§ **Entries shown**:
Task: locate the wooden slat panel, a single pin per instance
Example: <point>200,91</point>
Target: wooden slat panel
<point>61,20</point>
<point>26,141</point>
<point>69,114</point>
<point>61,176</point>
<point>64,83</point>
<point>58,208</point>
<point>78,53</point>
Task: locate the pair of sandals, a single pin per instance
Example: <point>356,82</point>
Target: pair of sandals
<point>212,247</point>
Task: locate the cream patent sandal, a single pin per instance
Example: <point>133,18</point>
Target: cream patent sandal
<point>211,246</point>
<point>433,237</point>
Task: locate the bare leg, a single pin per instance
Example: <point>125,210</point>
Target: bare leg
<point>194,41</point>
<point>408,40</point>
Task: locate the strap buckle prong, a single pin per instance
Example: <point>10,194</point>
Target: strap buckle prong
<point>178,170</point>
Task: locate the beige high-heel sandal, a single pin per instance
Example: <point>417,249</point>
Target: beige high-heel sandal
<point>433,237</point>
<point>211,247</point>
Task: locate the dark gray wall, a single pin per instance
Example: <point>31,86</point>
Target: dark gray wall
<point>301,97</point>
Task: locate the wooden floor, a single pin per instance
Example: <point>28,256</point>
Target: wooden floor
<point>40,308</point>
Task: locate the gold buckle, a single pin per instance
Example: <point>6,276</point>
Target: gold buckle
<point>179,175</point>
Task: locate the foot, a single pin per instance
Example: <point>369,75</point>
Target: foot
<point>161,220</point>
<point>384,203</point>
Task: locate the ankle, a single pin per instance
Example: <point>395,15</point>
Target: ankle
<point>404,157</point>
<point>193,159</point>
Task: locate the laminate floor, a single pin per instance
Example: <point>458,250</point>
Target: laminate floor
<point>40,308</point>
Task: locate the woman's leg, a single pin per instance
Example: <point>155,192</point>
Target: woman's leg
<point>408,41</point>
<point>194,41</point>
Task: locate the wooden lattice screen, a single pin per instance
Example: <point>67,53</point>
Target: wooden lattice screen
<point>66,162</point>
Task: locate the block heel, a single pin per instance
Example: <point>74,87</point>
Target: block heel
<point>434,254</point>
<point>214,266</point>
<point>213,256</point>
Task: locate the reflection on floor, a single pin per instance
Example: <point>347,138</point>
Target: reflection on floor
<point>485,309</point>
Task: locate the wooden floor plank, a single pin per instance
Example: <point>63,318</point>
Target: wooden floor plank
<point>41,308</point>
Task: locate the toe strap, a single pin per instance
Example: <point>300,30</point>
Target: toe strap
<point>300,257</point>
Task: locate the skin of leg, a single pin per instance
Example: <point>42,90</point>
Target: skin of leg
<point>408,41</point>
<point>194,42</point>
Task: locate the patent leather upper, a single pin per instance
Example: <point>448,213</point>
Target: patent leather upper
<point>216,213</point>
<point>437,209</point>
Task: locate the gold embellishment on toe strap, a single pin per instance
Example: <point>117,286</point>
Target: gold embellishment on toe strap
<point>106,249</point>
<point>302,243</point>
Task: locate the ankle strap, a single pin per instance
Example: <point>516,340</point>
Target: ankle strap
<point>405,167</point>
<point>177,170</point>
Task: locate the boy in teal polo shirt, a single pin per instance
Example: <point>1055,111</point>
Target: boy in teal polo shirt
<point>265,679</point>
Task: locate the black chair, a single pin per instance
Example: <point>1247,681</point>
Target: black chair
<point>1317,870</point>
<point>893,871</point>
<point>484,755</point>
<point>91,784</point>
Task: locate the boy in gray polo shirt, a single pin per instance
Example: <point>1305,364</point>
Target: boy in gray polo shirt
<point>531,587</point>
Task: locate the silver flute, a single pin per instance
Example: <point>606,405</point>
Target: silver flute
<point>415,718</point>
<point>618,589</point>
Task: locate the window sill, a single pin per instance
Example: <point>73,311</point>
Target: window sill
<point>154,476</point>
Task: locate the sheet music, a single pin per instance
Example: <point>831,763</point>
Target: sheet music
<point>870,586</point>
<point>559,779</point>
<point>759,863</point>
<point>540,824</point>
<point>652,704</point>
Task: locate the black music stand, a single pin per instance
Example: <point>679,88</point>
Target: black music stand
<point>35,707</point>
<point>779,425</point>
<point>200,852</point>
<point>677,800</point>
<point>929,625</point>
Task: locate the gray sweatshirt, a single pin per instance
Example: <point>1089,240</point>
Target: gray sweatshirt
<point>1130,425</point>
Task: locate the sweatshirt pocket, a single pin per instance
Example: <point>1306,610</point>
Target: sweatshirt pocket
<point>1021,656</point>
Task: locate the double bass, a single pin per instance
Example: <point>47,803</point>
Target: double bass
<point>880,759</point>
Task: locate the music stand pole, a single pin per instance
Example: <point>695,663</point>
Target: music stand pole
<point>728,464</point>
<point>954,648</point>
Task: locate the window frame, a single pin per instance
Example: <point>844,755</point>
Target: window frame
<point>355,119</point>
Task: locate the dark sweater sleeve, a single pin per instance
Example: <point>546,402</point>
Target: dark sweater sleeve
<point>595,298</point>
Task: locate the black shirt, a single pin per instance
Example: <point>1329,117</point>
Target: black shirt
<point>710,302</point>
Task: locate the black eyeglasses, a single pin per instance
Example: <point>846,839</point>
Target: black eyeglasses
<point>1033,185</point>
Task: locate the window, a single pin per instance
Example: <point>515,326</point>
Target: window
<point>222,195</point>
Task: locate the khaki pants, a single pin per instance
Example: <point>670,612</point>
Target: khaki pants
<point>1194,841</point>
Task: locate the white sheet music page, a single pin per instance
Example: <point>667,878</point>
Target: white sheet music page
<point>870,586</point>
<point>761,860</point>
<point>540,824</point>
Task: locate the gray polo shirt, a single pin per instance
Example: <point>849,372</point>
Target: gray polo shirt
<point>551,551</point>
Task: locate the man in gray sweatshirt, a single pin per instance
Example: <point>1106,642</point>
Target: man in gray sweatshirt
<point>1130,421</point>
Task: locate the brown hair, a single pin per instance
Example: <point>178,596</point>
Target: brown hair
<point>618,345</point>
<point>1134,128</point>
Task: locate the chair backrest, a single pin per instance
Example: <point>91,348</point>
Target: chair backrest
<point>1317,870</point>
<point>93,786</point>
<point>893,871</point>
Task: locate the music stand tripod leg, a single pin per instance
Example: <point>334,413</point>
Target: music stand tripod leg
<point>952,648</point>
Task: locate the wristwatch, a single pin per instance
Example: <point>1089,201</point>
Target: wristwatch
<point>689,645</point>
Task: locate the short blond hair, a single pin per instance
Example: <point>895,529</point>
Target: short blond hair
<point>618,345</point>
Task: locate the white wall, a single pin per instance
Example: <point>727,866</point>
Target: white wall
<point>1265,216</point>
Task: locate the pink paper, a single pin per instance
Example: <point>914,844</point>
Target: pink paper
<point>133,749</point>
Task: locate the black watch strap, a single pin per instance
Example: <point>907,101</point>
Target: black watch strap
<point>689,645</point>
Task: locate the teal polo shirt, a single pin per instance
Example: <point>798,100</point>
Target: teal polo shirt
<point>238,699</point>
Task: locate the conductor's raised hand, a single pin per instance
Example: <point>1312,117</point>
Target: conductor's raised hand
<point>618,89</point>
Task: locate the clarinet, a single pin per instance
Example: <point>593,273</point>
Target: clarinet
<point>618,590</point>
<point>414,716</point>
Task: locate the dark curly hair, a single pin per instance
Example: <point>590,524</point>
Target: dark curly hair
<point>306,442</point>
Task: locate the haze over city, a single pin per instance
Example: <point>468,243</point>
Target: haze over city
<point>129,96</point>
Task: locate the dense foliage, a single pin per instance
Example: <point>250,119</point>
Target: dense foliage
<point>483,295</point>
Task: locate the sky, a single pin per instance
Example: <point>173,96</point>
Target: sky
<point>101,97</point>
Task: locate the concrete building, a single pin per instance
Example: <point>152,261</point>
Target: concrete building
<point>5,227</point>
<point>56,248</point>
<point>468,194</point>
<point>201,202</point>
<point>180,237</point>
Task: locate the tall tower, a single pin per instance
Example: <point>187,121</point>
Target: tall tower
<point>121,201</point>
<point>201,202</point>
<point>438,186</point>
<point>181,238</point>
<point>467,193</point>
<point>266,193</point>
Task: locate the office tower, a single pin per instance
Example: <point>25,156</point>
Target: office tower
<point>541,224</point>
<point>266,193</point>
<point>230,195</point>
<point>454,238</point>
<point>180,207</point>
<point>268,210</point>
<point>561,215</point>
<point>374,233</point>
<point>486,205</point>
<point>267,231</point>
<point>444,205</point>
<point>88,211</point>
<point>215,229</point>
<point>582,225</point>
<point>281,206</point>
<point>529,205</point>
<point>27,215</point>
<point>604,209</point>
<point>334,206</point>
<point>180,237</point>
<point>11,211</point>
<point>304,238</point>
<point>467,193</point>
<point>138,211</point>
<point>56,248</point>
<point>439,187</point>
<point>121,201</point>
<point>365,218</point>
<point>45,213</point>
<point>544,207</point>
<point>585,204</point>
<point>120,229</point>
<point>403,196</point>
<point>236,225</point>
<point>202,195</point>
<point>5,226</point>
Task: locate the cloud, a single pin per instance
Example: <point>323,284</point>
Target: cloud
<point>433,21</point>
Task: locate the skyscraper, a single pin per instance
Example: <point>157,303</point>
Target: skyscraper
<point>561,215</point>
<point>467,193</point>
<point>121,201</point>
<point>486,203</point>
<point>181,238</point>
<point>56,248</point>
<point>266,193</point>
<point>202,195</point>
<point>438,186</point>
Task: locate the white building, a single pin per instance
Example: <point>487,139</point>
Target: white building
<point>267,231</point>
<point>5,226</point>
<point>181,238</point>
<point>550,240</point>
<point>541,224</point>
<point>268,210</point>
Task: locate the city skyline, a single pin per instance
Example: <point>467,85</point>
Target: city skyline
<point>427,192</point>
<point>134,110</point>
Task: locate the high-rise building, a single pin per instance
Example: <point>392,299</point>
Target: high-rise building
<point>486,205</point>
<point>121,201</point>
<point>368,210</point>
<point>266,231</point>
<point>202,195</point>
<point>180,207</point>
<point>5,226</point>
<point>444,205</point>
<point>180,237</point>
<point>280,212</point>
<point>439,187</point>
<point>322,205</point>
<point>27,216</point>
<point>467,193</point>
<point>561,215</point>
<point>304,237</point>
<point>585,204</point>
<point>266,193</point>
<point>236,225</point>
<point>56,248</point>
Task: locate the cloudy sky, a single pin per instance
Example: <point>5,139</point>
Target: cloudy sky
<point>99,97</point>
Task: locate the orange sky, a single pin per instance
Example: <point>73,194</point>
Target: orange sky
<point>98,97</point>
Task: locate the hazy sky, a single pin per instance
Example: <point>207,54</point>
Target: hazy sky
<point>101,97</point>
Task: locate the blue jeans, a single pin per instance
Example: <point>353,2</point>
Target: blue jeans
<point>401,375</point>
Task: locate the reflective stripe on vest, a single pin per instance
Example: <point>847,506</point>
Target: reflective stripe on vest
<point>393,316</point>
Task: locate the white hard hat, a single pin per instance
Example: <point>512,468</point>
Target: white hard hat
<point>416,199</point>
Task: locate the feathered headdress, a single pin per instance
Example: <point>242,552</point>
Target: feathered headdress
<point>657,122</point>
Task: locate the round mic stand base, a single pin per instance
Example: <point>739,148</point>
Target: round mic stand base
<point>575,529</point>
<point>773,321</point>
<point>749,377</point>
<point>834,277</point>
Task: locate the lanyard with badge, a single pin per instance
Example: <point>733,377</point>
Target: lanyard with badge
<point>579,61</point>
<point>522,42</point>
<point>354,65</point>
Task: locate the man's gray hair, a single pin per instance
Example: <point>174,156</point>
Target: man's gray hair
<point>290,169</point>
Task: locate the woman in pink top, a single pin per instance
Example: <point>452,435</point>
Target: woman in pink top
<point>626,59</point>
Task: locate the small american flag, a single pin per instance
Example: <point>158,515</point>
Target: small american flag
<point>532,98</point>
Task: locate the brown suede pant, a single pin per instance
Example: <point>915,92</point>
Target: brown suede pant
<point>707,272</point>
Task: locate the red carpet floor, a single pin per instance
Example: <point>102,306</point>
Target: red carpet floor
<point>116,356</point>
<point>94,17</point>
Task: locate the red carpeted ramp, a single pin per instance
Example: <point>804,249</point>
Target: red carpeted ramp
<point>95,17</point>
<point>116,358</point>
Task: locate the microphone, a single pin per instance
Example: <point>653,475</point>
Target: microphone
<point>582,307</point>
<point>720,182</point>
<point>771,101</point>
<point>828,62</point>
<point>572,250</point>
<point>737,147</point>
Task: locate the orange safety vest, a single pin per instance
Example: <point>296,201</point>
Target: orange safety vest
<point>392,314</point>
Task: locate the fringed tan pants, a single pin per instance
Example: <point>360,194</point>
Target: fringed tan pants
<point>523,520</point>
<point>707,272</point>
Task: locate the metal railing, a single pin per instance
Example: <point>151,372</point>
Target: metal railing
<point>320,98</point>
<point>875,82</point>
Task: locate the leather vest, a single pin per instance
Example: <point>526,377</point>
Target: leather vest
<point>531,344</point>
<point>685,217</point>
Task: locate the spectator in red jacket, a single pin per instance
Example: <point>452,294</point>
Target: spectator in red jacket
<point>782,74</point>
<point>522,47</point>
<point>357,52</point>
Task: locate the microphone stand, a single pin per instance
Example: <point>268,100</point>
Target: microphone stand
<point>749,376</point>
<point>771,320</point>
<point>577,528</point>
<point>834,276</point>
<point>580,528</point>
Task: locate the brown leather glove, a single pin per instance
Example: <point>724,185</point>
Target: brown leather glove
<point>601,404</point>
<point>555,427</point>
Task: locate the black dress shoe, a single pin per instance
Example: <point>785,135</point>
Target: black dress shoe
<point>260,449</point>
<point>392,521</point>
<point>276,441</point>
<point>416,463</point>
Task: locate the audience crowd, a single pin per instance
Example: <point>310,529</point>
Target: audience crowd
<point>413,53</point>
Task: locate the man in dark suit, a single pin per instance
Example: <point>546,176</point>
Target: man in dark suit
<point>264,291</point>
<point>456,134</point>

§ **Written task**: Rewrite the material as a numbered list, starting at its first line and ending with the line containing "<point>408,40</point>", both included. Leave out any blank lines.

§ **Result for this task**:
1. Task: locate the wooden slat panel, a single pin per instance
2. Example: <point>200,91</point>
3. Target: wooden slat panel
4. <point>61,20</point>
5. <point>26,141</point>
6. <point>69,114</point>
7. <point>61,176</point>
8. <point>64,83</point>
9. <point>58,208</point>
10. <point>78,53</point>
11. Task: locate the pair of sandals, a single pin per instance
12. Example: <point>356,82</point>
13. Target: pair of sandals
14. <point>212,247</point>
15. Task: locate the cream patent sandal, a single pin per instance
16. Example: <point>133,18</point>
17. Target: cream patent sandal
18. <point>211,246</point>
19. <point>433,237</point>
20. Task: locate the bare leg, a single pin per instance
21. Example: <point>125,210</point>
22. Target: bare leg
23. <point>194,41</point>
24. <point>408,40</point>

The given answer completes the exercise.